Action item:
Beginning with the line in which "Could you please mark the shoreline" appears, transcribe each line word for word until the records end. Do not include pictures.

Dataset:

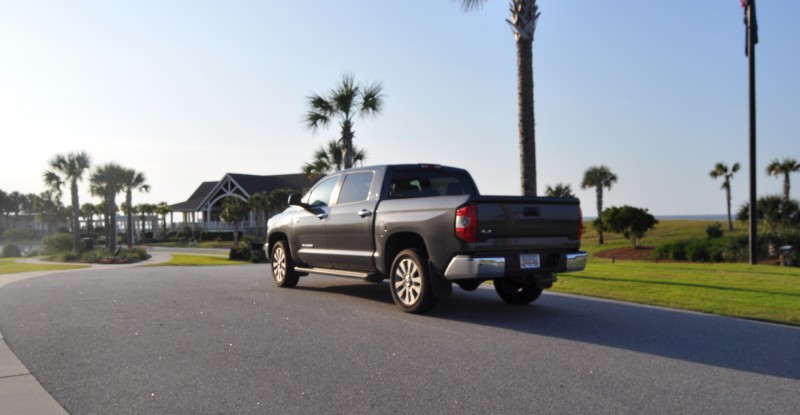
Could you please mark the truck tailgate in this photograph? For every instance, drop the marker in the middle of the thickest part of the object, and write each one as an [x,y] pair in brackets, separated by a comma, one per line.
[512,220]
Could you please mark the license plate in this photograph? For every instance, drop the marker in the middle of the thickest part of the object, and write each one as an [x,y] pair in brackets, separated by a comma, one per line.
[528,261]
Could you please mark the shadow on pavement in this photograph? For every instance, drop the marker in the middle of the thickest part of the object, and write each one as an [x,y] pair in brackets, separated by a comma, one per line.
[738,344]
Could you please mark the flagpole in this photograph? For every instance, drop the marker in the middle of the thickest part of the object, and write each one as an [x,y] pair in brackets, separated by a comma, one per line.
[752,33]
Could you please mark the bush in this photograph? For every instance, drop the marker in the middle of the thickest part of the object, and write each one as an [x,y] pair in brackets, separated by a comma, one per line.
[18,235]
[694,250]
[675,251]
[11,251]
[248,251]
[125,256]
[56,244]
[714,230]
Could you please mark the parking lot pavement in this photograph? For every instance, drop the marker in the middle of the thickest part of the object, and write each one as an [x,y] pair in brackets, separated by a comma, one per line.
[20,392]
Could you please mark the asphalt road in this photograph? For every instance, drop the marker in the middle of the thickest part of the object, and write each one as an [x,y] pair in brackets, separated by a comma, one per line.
[225,340]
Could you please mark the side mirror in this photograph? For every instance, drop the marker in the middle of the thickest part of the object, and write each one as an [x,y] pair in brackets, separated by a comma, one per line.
[295,200]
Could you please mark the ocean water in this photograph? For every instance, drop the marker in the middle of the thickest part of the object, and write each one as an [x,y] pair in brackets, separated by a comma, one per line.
[720,218]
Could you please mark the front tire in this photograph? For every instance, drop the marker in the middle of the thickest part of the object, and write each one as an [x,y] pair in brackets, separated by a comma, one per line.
[409,282]
[516,292]
[283,266]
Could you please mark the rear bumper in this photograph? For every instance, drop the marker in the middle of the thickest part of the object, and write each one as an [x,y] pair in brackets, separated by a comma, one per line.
[464,267]
[576,261]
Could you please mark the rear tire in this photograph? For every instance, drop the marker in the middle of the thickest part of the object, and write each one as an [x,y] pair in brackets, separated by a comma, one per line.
[516,292]
[409,282]
[283,266]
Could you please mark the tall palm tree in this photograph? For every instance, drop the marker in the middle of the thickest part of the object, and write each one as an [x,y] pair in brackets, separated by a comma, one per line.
[721,170]
[559,190]
[49,209]
[69,169]
[599,177]
[524,15]
[146,209]
[328,160]
[132,180]
[107,181]
[345,102]
[87,212]
[783,168]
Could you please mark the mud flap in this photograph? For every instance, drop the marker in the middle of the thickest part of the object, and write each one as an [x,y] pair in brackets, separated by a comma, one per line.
[439,285]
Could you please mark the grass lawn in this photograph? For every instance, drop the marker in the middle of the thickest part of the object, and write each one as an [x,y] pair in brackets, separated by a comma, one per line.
[761,292]
[11,266]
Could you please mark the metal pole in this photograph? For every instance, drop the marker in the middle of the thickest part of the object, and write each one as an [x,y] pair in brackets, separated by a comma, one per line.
[751,53]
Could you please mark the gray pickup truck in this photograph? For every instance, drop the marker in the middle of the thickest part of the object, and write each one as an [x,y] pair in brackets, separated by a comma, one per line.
[425,227]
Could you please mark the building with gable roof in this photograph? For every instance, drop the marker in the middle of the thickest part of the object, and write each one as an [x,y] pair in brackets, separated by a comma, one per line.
[204,206]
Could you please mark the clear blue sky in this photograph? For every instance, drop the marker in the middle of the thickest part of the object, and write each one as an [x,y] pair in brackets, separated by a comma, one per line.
[186,91]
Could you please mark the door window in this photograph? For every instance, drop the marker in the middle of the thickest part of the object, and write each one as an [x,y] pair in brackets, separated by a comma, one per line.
[321,194]
[355,187]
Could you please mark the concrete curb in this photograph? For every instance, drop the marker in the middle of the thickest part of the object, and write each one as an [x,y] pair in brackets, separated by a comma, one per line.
[20,391]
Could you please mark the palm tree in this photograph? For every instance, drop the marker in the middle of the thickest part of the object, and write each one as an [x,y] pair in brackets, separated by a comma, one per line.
[69,169]
[599,177]
[559,190]
[132,180]
[146,209]
[162,209]
[785,168]
[107,181]
[345,102]
[524,15]
[329,160]
[87,212]
[721,170]
[49,209]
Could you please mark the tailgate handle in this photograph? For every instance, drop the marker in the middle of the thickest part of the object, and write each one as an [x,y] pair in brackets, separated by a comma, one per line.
[530,211]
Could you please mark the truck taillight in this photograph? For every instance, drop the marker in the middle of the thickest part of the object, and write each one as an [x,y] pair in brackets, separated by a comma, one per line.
[467,223]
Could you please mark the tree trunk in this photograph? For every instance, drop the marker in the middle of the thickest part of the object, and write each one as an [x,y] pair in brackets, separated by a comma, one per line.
[129,227]
[786,188]
[76,224]
[730,221]
[600,238]
[527,122]
[347,143]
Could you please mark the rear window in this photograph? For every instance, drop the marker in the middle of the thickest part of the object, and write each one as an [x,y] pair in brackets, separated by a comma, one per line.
[428,183]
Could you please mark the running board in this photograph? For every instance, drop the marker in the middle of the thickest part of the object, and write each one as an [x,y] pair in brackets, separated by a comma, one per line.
[369,276]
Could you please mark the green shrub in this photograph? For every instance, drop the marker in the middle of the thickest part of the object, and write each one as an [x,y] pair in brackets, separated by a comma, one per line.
[134,254]
[58,243]
[675,251]
[694,250]
[714,230]
[18,235]
[11,251]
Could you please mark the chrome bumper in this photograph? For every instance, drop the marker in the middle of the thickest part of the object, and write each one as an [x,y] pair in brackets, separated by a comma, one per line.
[464,267]
[576,261]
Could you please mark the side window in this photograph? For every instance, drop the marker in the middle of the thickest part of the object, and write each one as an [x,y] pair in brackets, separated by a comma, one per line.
[355,187]
[321,195]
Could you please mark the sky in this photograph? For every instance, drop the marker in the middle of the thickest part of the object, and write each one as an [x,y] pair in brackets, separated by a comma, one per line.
[187,91]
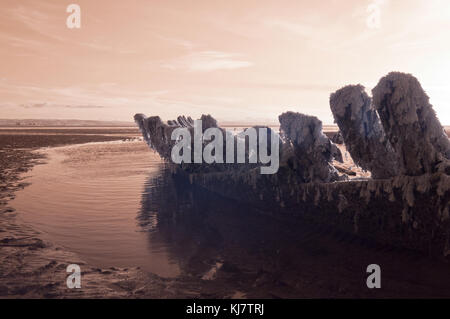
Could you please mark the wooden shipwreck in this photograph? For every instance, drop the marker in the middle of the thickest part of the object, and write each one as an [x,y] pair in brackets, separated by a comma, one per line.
[395,135]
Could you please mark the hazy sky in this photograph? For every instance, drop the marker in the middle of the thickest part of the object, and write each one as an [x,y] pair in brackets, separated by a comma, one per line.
[237,60]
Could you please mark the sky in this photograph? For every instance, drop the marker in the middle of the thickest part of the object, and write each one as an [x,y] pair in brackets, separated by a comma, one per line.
[236,60]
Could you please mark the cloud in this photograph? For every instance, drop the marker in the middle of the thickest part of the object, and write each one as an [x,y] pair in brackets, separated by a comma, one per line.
[206,61]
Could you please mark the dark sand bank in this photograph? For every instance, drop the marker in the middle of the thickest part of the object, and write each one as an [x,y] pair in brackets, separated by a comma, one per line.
[32,268]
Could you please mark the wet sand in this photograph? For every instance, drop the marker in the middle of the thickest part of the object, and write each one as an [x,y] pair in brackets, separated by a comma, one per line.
[278,260]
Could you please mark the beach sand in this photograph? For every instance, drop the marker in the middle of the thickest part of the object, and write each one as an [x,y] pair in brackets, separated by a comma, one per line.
[327,264]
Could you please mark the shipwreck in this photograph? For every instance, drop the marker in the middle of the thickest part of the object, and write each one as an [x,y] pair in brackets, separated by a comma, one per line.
[394,136]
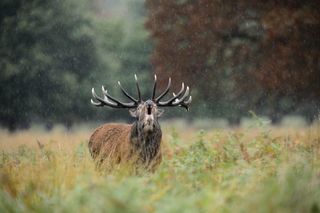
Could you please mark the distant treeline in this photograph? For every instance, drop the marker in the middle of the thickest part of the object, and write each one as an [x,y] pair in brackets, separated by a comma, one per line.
[236,57]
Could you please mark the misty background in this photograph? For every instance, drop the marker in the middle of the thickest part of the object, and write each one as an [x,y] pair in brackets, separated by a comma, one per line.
[238,57]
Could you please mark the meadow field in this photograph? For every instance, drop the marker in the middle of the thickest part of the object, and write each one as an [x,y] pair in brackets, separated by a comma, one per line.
[257,168]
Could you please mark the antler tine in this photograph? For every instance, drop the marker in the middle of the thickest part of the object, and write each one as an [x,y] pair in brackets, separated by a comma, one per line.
[102,101]
[112,102]
[127,94]
[186,103]
[138,88]
[164,92]
[175,96]
[154,87]
[175,101]
[124,105]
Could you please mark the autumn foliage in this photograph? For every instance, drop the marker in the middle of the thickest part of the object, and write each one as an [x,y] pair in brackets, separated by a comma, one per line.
[246,52]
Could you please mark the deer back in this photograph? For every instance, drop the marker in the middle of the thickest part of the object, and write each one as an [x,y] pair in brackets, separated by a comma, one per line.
[110,141]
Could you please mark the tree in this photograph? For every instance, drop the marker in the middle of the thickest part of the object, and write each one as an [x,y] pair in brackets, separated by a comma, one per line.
[229,52]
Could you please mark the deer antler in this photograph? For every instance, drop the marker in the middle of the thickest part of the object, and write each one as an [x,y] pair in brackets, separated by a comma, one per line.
[176,100]
[108,100]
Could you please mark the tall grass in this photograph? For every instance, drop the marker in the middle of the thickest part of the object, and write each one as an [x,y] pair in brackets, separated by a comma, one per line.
[240,170]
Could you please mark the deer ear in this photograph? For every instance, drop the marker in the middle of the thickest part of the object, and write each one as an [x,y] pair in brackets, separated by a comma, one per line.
[133,112]
[159,112]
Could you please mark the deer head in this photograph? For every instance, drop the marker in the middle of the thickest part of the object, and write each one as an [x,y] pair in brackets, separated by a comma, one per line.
[146,112]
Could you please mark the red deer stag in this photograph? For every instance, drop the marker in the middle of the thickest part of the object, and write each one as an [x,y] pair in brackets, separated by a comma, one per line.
[138,142]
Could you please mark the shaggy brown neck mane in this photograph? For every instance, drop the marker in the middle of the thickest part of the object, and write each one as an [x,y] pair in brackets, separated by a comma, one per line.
[146,144]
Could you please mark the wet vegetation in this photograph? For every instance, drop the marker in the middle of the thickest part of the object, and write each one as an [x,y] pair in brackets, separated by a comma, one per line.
[257,169]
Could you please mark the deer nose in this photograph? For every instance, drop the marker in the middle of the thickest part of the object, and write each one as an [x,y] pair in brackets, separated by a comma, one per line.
[149,106]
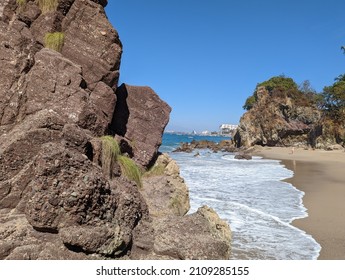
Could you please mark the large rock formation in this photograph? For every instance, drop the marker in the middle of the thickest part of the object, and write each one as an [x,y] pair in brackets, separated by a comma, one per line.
[56,201]
[276,120]
[140,117]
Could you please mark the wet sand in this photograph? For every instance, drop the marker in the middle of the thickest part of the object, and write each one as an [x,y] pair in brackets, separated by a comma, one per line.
[321,175]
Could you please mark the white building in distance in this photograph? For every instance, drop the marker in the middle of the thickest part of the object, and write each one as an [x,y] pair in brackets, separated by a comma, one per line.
[226,129]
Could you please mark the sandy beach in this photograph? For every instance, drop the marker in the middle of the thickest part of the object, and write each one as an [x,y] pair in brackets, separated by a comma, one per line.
[321,175]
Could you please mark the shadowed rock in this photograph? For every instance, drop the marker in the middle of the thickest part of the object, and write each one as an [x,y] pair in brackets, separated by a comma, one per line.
[140,117]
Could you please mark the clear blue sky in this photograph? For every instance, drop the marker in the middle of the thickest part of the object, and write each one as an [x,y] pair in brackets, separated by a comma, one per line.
[205,57]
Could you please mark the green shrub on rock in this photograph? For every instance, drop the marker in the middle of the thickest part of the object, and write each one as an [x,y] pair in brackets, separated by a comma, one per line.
[110,153]
[21,3]
[54,41]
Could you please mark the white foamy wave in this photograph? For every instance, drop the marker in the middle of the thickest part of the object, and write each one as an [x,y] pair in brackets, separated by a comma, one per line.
[257,204]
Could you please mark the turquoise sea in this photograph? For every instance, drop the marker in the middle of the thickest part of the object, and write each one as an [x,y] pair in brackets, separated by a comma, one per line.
[251,196]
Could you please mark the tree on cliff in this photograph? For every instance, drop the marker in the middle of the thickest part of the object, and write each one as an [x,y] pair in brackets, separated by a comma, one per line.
[334,99]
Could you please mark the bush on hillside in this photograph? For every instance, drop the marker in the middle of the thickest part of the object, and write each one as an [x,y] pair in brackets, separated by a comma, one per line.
[54,41]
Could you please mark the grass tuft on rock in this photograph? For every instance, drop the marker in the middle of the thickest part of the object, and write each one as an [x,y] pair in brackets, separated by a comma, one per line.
[47,5]
[110,153]
[54,41]
[130,169]
[156,170]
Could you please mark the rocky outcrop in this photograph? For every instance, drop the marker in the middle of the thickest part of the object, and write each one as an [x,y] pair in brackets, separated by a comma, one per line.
[276,121]
[140,118]
[56,201]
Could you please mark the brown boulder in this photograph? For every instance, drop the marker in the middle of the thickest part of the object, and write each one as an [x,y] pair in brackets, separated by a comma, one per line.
[91,41]
[140,117]
[199,236]
[164,191]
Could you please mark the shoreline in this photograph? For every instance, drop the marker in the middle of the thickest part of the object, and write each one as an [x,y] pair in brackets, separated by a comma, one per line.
[321,176]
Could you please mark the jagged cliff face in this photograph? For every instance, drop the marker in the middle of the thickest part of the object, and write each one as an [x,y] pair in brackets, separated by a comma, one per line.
[55,200]
[276,121]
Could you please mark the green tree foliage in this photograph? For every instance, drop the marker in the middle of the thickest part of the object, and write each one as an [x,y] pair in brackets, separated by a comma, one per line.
[250,101]
[282,87]
[47,5]
[54,41]
[279,83]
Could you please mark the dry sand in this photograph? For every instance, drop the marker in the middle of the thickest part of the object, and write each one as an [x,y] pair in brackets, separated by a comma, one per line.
[321,175]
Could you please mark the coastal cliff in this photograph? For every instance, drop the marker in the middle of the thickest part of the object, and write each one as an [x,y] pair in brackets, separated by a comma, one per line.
[70,139]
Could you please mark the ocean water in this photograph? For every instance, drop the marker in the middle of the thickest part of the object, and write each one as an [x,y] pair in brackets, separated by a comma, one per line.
[251,196]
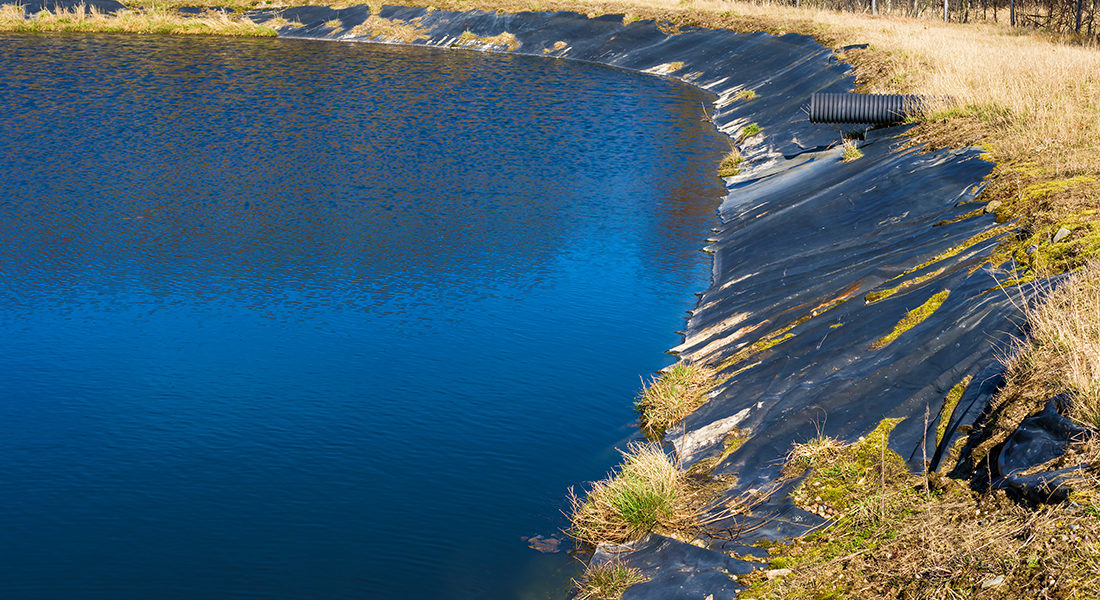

Written response:
Could you please mark the shoreline in this photograph? For every instance, drop the marker in the middle of the thickest part of the object, and write each one as an [x,y] pair in brackets, separated by a comma, one per line.
[321,176]
Could you please mark the jagged cliff face in this photograph? For every instance, drop the marker in the middle of the thickest part of the object, and write each one as an [x,y] pair in brackets, separated by a comma, one per line.
[55,200]
[276,121]
Could you please mark the green tree foliage in this photograph? For every instance, drop the marker in the middle of the thickest part of the object, and write each one as an [x,y] pair in brackets, separated by a comma, one per line.
[250,101]
[282,87]
[47,5]
[54,41]
[279,83]
Could you please mark the dry sand in this photograph? For every instance, drop the marker in the middle of the thickest part of the object, and write each one as an [x,y] pair in brackets, separated by a comma, one per line.
[321,175]
Could you please mark the coastal cliff in this photograph? For every instance, drop the marker in the middle of the thickest part of the object, and write each one as an [x,y] pair in brackets, separated by a comma, one per line.
[70,139]
Could you please mark the ocean water in this photograph? For every instance, drop the marker in the middle of the thickest part of the object, and write each one as an [x,y] pair in brackets, separated by a comma, one per line.
[251,196]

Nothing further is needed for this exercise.